What to work on:
Search the lines of the records for the word "photograph", and copy every line that has it.

Referring expression data:
++++++

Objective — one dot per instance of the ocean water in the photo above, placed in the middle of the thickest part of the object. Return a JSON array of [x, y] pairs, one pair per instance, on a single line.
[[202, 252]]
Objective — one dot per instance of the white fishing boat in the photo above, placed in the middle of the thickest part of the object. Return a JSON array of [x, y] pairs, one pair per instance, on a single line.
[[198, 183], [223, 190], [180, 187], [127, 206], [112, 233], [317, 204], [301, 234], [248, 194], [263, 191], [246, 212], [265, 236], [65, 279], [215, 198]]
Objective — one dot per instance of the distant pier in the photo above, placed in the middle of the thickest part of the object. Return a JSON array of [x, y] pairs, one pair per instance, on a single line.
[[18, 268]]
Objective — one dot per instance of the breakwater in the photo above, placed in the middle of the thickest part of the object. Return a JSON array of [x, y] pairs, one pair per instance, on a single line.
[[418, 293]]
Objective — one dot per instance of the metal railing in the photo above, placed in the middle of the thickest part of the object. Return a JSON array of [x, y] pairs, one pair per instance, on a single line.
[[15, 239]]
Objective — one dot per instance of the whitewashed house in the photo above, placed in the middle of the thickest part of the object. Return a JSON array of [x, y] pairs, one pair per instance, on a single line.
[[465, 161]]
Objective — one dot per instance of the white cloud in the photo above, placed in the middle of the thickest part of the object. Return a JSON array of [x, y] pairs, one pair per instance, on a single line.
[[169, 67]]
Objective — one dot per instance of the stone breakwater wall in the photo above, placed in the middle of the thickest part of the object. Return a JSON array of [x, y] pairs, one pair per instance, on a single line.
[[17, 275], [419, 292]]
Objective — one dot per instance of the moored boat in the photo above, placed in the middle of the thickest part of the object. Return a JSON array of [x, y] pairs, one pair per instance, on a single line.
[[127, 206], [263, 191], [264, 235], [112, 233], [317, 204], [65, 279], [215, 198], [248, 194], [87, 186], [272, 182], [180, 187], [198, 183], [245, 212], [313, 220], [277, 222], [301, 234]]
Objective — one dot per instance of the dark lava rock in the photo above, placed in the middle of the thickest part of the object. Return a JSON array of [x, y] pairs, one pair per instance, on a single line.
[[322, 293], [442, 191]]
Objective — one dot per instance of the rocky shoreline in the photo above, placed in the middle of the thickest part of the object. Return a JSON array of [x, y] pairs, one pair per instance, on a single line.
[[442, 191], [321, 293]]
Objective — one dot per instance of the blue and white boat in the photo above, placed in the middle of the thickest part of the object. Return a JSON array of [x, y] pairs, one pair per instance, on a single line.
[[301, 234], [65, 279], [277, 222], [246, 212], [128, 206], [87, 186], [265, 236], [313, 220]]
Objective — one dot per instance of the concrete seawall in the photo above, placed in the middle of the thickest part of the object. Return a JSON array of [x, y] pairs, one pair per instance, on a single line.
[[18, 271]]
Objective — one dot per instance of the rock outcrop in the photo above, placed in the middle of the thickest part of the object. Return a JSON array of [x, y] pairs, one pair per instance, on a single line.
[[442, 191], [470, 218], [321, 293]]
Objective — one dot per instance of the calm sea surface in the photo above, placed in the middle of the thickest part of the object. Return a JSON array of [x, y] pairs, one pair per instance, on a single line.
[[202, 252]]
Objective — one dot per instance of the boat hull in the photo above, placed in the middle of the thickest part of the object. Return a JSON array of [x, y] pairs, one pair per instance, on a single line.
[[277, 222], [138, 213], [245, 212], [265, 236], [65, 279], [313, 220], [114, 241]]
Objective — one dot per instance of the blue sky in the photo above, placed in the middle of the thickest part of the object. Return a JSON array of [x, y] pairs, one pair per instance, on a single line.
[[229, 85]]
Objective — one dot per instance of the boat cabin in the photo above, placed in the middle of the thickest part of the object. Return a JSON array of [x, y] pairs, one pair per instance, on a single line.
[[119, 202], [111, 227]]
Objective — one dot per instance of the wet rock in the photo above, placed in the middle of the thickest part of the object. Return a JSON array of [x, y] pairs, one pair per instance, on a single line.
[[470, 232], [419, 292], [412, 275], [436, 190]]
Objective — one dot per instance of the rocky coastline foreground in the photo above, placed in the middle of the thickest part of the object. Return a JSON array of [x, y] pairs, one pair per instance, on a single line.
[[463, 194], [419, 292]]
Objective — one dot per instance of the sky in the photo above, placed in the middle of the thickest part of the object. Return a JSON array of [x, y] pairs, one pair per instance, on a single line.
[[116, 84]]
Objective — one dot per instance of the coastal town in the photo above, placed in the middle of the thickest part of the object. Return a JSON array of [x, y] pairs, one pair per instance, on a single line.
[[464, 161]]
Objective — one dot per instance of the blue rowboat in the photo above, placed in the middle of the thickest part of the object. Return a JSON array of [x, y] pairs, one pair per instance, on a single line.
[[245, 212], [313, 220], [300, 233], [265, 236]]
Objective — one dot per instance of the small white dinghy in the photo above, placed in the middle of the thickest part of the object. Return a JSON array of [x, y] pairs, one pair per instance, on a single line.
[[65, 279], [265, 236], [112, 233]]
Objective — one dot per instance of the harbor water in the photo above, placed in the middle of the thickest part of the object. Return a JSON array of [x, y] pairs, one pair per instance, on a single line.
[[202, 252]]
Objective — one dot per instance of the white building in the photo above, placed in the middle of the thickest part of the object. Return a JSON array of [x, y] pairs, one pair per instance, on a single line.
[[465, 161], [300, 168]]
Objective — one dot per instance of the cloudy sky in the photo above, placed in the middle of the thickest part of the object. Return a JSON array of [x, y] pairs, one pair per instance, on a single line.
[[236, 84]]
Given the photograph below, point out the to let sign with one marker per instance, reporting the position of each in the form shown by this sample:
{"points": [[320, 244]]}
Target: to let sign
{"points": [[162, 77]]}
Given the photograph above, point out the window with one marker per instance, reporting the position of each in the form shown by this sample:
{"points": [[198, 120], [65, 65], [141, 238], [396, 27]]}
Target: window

++++++

Response to the task:
Given the photograph below, point out the to let sign with one marker per instance, reporting the position of each in the form shown by this sample:
Given the photograph above, point out the window with one marker per instance, reporting the position of each in the form shown by this sample:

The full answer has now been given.